* [Your goal]:
Reproduce each of the records below word for word, without changing anything.

* [Extracted data]:

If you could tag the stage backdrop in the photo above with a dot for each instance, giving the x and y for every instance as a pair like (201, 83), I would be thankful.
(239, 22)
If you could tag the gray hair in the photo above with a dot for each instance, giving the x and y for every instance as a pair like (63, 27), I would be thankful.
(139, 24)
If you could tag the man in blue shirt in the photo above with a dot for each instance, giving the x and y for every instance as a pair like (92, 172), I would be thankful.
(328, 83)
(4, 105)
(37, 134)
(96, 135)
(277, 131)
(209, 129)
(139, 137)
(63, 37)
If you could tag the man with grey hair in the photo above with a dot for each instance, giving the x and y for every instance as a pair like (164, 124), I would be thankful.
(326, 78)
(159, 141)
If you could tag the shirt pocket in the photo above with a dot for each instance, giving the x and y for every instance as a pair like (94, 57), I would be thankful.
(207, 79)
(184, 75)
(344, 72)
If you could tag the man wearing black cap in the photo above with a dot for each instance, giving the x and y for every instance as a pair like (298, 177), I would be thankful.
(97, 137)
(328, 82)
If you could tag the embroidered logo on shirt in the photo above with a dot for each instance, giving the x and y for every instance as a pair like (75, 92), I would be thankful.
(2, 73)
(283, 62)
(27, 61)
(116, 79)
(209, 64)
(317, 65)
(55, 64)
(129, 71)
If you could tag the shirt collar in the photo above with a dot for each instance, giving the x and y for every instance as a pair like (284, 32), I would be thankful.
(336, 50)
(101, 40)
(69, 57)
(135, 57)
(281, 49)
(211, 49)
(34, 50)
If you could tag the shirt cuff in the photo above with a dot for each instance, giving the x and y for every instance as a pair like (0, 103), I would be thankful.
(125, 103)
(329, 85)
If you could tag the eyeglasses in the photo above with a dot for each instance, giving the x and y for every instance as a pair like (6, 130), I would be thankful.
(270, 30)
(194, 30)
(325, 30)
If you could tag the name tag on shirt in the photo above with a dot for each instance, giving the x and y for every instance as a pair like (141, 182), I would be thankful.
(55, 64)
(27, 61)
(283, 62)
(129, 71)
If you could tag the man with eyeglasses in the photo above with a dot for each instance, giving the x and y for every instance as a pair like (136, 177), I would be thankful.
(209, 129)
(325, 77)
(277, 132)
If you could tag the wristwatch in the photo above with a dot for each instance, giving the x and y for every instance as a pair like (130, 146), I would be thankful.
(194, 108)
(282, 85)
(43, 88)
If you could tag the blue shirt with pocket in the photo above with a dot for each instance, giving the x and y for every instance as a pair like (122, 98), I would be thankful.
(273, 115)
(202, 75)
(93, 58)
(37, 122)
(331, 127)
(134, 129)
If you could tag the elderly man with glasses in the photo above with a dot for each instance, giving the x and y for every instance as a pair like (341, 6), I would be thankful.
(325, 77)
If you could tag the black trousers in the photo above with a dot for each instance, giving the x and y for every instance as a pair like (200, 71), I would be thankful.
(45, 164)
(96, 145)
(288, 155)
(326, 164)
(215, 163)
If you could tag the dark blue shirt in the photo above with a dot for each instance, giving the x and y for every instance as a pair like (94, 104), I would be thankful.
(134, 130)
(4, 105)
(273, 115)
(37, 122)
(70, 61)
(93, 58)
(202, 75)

* [In response]:
If you could tag the stage backdrop in the photo above with a dot for each instance, giving the x and y for every instance as a pair like (201, 83), I would be thankful.
(239, 22)
If you could tag the gray hair in the photo above with a dot for each instance, giving the x and y for every instance as a pair like (63, 27), I would be thankful.
(139, 24)
If you could tag the man in blue shirt in the photo above with a dot for each instance, giving the x and y for every instance as a pair like (92, 172), I would be thankful.
(328, 83)
(4, 105)
(37, 134)
(96, 135)
(277, 131)
(209, 129)
(139, 137)
(63, 37)
If you could tag the man with grey hair in the photo above with a dot for each instance, giving the x and y for every instance as a pair like (164, 124), I would be thankful.
(326, 78)
(159, 141)
If you could tag the shirt pocket in the photo above with a dot for each instance, giving the x and y for every instance as a pair like (94, 57), I would be thankful.
(207, 79)
(184, 75)
(344, 72)
If you could tag the man wearing black cap in the photo above with a dot for each instance, giving the x and y for every instance as a pair like (298, 177), I would be thankful.
(97, 137)
(328, 82)
If you could tag the embroidered logo on shirt in the photo above with a dot for each instance, giving the x and y for every instance as a pair like (75, 92), I would be thankful.
(2, 73)
(283, 62)
(27, 61)
(116, 79)
(209, 64)
(317, 65)
(55, 64)
(129, 71)
If you could tag the shirt collar in the photo above with a dot for each instance, giving the x and y for every instance as a pair like (284, 32), I would be thankful.
(336, 50)
(101, 40)
(69, 57)
(135, 57)
(281, 49)
(211, 49)
(34, 50)
If you could tag the shirt cuff in the photo above with a dot for each instance, giving the x and y for every instance as a pair like (0, 103), I would be thankful.
(125, 103)
(329, 85)
If you could tag the eyeglasses in the photo above with a dot for each instance, giving the x and y for every instance as a pair like (6, 130), I would be thankful.
(270, 30)
(194, 30)
(325, 30)
If you could tag the name tag on shirt in the photo above with a dot for each instance, giving the x and y for every instance as a pair like (141, 182), I would be thankful.
(55, 64)
(27, 61)
(283, 62)
(129, 71)
If you could tag the man with eyeglasses in the photo above with a dot for each instance, giving the x and y for every instance as a pair like (136, 177), I would be thankful.
(209, 129)
(325, 77)
(277, 132)
If you could tag the wristwatch in the photo above with a dot for each instance, giving the x and y for every instance as a pair like (130, 146), I would be thankful.
(194, 108)
(282, 85)
(43, 88)
If you could tag the blue shirt with pocket in the photo above with a dot for each instance, giving the x and y for every instance as a pair like (122, 98), I would be thankful.
(273, 115)
(202, 75)
(93, 58)
(37, 122)
(331, 127)
(134, 129)
If you could tag the elderly man with glasses in the photo above with a dot for each instance, giving the x and y for every instance as a pair like (341, 6), I would be thankful.
(325, 77)
If you could tag the black trousers in the photo above with a dot for each instance, giving the x and y for every instance as a pair like (200, 71), I would be thankful.
(45, 164)
(96, 145)
(288, 155)
(326, 164)
(215, 163)
If you could tag the dark blue shirt in the photo above with a dot for each instance, giving the x and y for every instance as a pair like (94, 104), I would be thankful.
(134, 130)
(4, 105)
(273, 115)
(37, 122)
(70, 61)
(93, 58)
(202, 75)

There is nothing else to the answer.